PROBLEM: Your answer should hold each line of the material that contains the word "concrete".
··· SOURCE INFORMATION ···
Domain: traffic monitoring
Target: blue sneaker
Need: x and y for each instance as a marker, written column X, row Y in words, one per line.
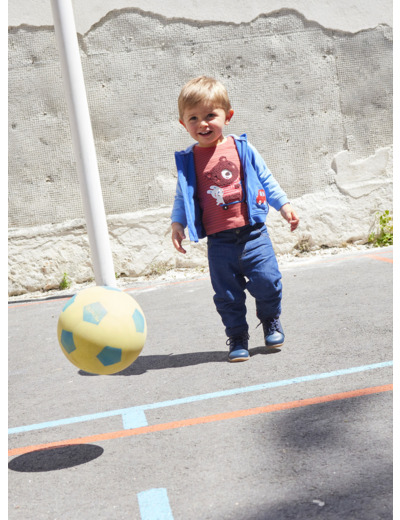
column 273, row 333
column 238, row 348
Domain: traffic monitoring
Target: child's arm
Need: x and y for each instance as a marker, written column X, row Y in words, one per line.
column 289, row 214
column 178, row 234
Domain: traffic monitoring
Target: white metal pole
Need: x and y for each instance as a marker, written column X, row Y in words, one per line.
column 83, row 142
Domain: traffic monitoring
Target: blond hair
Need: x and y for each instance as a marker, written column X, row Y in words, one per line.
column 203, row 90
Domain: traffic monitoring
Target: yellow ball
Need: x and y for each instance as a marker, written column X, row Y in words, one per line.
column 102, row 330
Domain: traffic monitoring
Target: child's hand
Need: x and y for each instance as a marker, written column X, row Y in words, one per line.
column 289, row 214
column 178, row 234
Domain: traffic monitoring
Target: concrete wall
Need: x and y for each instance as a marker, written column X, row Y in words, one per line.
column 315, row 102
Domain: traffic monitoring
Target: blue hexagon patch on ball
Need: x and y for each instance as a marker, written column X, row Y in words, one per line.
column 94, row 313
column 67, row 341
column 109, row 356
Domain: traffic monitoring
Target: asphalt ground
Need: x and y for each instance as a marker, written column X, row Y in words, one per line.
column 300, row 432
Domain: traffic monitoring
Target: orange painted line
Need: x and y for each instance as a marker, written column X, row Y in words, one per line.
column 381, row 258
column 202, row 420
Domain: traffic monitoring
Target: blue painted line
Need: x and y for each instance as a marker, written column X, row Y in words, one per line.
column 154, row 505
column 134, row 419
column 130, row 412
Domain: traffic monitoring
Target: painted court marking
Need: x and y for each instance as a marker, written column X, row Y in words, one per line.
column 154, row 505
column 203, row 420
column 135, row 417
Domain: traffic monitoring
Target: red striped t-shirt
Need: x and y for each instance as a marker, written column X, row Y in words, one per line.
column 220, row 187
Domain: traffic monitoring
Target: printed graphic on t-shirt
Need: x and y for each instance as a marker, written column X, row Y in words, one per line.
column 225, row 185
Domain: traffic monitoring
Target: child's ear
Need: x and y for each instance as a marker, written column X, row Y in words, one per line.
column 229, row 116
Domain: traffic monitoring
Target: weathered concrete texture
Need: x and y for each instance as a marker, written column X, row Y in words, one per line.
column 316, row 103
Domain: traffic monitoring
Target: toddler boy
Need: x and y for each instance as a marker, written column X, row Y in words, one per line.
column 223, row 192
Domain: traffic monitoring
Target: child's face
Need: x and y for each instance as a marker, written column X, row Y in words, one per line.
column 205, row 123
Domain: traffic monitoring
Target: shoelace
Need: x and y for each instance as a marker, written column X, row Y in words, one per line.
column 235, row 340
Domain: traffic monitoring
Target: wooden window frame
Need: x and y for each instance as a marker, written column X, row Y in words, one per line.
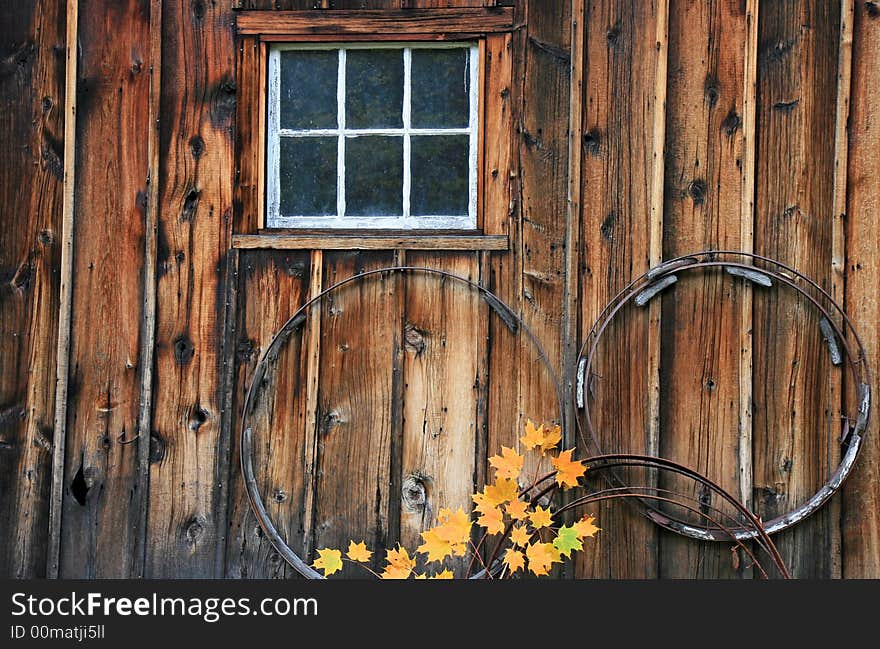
···
RESPONSE BOX:
Target: concrete wall
Target: weathered concrete texture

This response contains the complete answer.